** START OF SELECTED TEXT **
Schuylkill & Dauphin Improvement & Railroad v. McCreary & Jones

*316The opinion, of the court was delivered, July 2d 1868, by

Thompson, C. J.

Of the twenty-nine assignments of error we have on this record, I shall confine my attention almost exclusively to those embraced by the oral argument of the counsel for the plaintiffs in error; not regarding any of them as having been abandoned, however, but because after a careful examination of them, I am not able to discover any grounds to suspect error in the ruling of the learned judge below in regard to them, or which requires discussion.

1. The exemplification of the record from Berks county, received in evidence, which is the "first specification of error, was undoubtedly admissible by force of the certificate under the seal of the court that it was as full and entire a copy as remained of record in the office: 3 S. & R. 135; 16 Id. 106; 7 W. & S. 211, and 11 Casey 111. It was evidence; and if there remained a doubt of its effect in the shape it was .received, the court should have been requested to charge upon that. This assignment of error is therefore not sustained.

2. The 2d specification of error is to the admission in evidence of a deed from John Bartsche to Ludwig Schwartz, dated August 14th 1806, and the answers of the court in connection therewith to the 8th and 10th points of the defendants.

There is no doubt, both of the relevancy and admissibility of the deed, if there was sufficient evidence of its delivery, or if it was proposed to be followed by such testimony. This was undoubtedly the offer, and the court could not reject it. It was a step towards showing the foundation of the title to the plaintiffs, as also that of the. defendants. When it was offered, no court would in that stage have been justified in rejecting it. It was regularly executed to Ludwig Schwartz by John Bartsche, acknowledged and attested as “signed, sealed and delivered” to the grantee, and was in his agent’s possession when the latter contracted to sell the land to Snavely. Its acceptance by Ludwig Schwartz, made its recitals evidence against him. This was important as a step to show that Snavely knew, and had notice that the land was bound by a judgment against Christian Bartsche, when the latter conveyed to John Bartsche. That the testimony did not establish notice of this deed to Snavely, was no reason why evidence preparatory to the proof of that fact should not be received.
** END OF SELECTED TEXT **
*TASK INSTRUCTIONS*:
**1.** Answer these questions about the court opinion.
(a) Who delivered the opinion, and on what date?
(b) How many assignments of error appear on the record?
(c) Who executed the deed to Ludwig Schwartz, and what date does it bear?
**2.** Summarize the court opinion in two sentences.
**3.** Write the next part of the court opinion in the railroad case, starting after its final sentence.
The entries that come next have no connection to the court opinion above.
** START OF GIVEN ENTRIES **
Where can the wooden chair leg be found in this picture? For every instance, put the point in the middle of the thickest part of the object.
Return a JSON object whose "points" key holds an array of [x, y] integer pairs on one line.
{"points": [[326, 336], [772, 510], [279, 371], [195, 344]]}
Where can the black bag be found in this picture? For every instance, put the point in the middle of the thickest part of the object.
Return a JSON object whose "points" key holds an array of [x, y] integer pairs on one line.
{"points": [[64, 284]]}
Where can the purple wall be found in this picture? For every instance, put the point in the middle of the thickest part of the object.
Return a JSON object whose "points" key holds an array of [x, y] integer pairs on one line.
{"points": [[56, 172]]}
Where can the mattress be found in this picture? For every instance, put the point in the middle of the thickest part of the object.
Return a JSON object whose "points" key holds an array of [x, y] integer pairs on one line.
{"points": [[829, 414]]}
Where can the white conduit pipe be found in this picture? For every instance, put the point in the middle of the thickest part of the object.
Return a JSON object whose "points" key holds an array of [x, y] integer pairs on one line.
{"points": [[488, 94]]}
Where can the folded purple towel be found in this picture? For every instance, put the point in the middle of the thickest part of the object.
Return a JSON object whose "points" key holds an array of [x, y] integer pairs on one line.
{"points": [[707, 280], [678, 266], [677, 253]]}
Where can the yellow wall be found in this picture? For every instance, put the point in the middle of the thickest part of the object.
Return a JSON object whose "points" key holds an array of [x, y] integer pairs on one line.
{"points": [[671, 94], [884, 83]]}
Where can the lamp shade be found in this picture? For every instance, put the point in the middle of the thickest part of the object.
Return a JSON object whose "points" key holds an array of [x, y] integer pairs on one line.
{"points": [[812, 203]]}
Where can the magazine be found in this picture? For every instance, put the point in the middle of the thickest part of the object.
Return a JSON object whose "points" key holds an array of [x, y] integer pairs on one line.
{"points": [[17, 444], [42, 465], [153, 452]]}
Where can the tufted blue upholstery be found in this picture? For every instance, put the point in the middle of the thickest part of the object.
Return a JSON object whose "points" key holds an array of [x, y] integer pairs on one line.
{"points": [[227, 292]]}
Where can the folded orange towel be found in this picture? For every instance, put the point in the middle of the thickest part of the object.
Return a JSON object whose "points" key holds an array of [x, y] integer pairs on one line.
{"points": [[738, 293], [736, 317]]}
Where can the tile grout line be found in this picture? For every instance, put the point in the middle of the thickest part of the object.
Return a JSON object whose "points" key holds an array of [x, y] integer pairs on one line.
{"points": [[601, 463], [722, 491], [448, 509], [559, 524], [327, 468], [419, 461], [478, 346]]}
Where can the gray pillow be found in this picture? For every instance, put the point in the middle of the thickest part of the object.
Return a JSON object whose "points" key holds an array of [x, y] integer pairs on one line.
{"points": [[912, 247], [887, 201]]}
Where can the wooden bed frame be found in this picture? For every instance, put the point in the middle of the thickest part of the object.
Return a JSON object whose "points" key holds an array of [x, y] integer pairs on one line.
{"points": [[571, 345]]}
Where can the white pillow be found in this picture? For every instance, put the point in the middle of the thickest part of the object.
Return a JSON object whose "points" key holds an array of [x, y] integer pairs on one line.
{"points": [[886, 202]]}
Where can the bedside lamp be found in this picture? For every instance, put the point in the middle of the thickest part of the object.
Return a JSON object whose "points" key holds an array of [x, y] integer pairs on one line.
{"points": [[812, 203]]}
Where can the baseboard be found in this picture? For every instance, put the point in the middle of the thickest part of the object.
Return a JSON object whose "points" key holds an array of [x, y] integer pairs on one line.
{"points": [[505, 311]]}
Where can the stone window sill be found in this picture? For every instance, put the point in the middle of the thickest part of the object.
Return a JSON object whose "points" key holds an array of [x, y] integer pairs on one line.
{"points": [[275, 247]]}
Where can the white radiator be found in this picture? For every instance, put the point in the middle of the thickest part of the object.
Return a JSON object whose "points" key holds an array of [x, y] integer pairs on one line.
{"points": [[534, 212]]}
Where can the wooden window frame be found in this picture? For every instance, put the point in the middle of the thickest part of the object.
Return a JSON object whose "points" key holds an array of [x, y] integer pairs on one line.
** END OF GIVEN ENTRIES **
*OUTPUTS BY TASK*:
**1.**
(a) Thompson, C. J., delivered it on July 2d 1868.
(b) Twenty-nine.
(c) John Bartsche; it is dated August 14th 1806.

**2.** Chief Justice Thompson limits his attention mainly to the assignments of error raised in oral argument by counsel for the plaintiffs in error, and he rules that the exemplification of the Berks county record was admissible because of the court's certificate under seal. He also finds the deed from John Bartsche to Ludwig Schwartz relevant and admissible as a step toward showing the foundation of title and Snavely's notice of a judgment against Christian Bartsche, even though the testimony did not establish that Snavely had notice of the deed.

**3.**
But the effect of the testimony was decided by the léarned judge in answer to the plaintiffs’ 4th point. The court there ruled, without qualification, that there was no evidence of notice to Snavely, and consequently none to affect his grantees, and that so far as this deed was concerned, the plaintiffs were entitled to recover, unless the defendants had title by the Statute of Limitations. This threw out of view all testimony on the point, in *317regard to which the deed was offered and received, and placed the controversy on the question of the Statute of Limitations alone.

The answer of the court to the defendants’ 8th point was exactly right, and what the plaintiffs cannot complain of. It conceded full effect to the recitals in the deed as against Ludwig Schwartz, but not as against a bon& fide purchaser from him, the deed not having been recorded. This did the plaintiffs no harm that we can see, if, as they contended, no such notice was proved to Snavely; and this the court held to be the case in answer to the plaintiffs’ 4th point, as already noticed. The answer to the defendants’ 10th point, which had relation to the effect of this deed to Ludwig Schwartz, just as carefully guarded its effect on third parties without notice, as did the answer to the 8th point. For these reasons we see no error either in the reception' of the testimony under the accompanying offer, nor in the answers of the court to the 8th and 10th points of defendants.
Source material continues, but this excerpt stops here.